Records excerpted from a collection
*-*-*

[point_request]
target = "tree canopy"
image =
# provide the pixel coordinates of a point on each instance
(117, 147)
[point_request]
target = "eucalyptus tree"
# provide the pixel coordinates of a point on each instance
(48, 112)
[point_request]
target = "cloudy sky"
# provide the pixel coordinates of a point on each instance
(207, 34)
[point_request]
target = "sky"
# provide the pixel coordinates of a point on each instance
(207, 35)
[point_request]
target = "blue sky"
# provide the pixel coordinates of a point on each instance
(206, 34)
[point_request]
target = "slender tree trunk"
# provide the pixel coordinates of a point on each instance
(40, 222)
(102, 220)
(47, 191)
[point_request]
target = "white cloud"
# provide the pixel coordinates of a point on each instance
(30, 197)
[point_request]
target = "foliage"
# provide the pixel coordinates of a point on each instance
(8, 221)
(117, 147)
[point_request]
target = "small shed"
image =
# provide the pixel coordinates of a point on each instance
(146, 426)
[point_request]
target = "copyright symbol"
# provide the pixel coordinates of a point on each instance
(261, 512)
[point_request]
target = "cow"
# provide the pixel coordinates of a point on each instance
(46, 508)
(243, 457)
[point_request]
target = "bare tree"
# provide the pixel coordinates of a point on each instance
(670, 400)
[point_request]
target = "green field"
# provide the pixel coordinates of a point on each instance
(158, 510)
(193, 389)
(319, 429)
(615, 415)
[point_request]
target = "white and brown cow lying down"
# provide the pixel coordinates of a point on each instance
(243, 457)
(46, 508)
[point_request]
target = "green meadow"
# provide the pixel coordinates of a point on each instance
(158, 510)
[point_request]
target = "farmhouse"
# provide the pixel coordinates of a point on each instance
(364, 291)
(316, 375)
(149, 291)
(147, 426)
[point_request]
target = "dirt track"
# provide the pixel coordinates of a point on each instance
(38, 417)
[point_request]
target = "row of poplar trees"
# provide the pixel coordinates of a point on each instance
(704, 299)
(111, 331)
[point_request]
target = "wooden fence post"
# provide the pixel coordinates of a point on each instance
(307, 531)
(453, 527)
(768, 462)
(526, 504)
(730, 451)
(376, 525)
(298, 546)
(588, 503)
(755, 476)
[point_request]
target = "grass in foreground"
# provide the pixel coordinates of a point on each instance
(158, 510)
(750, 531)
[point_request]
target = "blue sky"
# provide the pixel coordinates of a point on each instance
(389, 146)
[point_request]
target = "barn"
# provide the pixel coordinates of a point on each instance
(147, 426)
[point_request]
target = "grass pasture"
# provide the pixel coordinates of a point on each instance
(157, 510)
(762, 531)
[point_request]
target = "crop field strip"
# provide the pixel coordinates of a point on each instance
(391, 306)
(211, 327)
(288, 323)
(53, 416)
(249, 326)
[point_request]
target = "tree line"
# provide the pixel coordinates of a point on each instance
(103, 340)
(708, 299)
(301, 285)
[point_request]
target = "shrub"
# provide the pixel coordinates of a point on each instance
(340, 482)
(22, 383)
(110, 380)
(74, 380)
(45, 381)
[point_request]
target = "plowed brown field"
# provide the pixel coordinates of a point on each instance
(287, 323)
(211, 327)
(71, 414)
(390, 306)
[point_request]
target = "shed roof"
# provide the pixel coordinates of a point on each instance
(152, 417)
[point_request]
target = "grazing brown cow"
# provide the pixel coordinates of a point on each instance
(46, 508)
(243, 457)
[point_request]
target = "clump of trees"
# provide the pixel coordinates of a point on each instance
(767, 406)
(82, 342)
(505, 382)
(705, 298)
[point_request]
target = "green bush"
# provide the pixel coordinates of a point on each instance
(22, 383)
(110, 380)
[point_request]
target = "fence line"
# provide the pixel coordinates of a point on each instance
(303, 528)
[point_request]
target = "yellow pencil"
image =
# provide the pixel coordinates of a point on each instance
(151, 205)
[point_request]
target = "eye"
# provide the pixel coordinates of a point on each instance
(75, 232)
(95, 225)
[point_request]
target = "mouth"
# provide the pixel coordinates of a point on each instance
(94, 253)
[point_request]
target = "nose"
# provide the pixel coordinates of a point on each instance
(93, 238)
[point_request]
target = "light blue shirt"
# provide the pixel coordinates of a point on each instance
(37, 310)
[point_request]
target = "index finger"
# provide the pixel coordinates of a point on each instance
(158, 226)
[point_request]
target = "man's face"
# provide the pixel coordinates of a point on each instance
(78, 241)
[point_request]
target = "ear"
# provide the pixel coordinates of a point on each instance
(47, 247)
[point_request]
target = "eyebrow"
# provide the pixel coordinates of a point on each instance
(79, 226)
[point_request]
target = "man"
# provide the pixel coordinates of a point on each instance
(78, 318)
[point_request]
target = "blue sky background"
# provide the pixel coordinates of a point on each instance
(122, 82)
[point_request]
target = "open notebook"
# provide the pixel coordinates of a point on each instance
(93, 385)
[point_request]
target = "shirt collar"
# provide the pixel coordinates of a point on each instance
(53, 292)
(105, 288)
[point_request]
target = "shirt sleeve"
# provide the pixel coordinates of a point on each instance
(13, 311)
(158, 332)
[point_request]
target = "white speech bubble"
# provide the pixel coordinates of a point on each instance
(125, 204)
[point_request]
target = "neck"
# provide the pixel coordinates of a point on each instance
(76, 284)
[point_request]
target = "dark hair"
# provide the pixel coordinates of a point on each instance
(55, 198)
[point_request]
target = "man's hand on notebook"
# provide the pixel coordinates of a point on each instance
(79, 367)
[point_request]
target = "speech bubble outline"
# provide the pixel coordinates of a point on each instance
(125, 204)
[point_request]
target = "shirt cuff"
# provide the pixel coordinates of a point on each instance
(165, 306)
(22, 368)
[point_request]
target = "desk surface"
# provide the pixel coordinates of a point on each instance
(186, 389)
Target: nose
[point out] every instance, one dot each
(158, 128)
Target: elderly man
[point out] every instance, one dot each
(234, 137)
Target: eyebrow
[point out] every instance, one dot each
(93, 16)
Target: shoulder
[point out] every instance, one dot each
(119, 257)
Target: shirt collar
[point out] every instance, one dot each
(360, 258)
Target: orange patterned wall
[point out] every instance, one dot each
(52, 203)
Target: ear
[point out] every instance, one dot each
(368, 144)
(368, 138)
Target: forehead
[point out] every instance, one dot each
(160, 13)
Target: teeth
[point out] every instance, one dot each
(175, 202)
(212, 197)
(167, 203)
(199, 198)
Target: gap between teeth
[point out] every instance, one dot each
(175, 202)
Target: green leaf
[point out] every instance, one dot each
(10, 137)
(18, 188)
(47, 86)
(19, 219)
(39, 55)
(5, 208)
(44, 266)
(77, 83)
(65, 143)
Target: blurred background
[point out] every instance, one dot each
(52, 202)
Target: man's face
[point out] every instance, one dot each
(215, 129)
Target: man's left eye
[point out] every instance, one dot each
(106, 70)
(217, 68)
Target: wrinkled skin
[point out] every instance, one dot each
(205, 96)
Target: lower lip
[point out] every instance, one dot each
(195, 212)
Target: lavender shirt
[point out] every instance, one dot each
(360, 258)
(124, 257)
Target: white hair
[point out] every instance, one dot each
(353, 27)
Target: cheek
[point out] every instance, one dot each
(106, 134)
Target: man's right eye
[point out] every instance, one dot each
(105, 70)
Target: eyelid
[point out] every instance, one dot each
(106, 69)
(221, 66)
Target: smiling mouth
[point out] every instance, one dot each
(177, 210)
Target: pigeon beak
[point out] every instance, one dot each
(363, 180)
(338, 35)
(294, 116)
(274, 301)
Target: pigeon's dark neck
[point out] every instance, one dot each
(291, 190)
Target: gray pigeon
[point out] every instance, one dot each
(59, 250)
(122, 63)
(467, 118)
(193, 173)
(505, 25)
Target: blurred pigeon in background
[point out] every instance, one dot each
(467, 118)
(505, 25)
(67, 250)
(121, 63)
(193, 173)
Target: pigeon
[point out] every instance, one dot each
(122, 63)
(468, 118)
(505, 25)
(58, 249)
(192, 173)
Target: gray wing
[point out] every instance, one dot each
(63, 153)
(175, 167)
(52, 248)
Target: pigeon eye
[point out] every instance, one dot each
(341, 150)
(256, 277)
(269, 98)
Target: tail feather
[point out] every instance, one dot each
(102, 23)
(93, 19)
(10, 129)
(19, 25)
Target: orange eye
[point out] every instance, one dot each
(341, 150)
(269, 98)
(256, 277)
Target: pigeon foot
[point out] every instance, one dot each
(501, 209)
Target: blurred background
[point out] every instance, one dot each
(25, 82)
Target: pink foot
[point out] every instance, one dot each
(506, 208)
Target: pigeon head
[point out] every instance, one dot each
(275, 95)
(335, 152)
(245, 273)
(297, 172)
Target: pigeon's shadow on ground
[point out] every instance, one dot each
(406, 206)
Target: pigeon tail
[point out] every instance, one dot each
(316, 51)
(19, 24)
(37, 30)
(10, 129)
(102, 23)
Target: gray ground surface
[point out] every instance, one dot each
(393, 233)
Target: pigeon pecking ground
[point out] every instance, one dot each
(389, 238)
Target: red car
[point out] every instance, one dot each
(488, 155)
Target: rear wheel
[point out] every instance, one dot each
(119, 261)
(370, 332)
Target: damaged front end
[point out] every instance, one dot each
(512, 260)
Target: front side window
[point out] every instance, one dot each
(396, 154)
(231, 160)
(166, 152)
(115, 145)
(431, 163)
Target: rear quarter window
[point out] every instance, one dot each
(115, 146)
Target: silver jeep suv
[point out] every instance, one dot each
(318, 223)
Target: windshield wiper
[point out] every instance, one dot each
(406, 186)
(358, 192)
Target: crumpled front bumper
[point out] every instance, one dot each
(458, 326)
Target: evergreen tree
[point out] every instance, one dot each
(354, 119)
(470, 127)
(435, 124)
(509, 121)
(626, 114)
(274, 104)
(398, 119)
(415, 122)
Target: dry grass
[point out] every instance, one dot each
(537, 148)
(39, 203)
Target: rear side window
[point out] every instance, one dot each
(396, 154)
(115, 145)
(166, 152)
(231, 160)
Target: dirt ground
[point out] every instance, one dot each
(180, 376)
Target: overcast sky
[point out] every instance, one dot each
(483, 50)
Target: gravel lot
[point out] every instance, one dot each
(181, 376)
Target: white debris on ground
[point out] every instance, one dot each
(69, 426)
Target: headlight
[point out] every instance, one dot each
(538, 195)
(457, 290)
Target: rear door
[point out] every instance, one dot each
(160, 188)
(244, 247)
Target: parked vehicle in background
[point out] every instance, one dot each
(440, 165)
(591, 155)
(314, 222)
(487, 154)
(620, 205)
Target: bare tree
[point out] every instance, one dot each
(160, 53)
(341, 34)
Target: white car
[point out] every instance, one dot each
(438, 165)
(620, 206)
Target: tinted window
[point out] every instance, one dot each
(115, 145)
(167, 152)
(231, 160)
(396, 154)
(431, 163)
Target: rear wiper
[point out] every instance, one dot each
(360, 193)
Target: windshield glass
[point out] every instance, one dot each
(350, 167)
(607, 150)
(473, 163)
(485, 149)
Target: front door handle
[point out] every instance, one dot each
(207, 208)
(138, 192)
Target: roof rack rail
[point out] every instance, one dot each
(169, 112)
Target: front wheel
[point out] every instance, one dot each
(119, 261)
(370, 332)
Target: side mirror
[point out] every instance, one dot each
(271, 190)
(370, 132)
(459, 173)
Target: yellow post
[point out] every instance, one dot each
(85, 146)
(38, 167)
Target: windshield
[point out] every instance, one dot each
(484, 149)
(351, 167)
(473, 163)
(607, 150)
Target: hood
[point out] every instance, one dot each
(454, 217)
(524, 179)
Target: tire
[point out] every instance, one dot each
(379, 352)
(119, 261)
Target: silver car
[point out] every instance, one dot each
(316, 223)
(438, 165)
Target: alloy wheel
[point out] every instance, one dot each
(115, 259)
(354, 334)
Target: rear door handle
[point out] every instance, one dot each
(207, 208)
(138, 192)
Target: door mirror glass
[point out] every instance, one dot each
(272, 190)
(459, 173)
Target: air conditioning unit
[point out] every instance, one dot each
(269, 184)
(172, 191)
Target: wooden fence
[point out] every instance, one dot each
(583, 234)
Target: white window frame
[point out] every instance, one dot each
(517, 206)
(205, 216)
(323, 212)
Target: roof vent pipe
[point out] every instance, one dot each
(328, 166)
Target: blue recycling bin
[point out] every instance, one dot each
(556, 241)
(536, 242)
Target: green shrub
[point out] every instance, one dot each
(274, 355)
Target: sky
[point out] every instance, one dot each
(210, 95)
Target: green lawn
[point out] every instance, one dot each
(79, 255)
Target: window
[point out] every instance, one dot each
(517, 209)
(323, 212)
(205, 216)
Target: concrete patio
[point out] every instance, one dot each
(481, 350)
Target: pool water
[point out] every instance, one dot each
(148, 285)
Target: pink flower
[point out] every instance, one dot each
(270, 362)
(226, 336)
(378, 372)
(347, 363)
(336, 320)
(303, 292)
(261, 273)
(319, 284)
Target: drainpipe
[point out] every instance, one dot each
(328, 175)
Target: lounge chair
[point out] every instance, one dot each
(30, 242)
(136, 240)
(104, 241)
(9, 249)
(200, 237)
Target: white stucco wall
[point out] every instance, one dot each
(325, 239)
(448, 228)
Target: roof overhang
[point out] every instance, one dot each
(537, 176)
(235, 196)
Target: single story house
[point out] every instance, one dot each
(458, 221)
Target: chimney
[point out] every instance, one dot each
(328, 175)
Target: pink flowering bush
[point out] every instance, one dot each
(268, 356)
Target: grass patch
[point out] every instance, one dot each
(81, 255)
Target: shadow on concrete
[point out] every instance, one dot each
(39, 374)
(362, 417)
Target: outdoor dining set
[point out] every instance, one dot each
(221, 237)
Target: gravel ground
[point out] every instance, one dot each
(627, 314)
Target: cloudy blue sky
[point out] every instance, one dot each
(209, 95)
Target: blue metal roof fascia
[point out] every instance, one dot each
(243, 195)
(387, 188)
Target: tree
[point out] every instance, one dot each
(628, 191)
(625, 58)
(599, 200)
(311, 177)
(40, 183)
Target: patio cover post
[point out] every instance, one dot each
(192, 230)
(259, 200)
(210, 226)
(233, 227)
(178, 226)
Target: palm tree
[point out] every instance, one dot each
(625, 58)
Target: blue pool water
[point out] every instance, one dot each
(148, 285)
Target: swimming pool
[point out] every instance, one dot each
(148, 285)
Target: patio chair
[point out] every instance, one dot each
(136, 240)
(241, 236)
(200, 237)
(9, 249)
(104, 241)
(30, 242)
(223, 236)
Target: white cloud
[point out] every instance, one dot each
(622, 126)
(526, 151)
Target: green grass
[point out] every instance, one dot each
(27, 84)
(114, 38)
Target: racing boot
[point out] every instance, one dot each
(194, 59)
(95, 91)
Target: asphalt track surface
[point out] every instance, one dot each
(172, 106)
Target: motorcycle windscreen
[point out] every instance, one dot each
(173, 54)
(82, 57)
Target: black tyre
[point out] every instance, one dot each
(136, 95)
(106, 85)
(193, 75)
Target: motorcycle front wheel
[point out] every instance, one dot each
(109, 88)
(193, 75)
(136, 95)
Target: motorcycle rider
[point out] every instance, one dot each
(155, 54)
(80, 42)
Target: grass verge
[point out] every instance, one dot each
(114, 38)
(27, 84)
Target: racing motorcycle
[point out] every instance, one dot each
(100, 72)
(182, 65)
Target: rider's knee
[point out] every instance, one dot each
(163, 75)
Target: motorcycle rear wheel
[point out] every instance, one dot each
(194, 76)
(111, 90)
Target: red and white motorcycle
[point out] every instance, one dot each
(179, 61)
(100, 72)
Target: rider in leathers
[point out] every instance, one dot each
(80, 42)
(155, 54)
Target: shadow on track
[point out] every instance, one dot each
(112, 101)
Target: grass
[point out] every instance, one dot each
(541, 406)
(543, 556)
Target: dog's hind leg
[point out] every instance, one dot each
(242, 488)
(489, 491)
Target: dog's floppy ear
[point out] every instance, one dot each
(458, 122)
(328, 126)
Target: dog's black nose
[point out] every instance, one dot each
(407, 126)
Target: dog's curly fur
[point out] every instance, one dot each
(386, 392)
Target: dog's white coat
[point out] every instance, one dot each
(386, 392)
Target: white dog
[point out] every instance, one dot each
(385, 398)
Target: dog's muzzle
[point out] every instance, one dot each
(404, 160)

*-*-*

Work request:
Here the output must be the lines above from the line with "Target: motorcycle rear wheel" to the line with "Target: shadow on track", both included, duplicated word for word and nothing else.

Exercise answer:
Target: motorcycle rear wheel
[point out] every instance, one dot each
(194, 76)
(111, 90)
Target: red and white motorcycle
[point out] every instance, one dot each
(179, 61)
(100, 72)
Target: rider in leathers
[point out] every instance, one dot each
(80, 42)
(155, 54)
Target: shadow on track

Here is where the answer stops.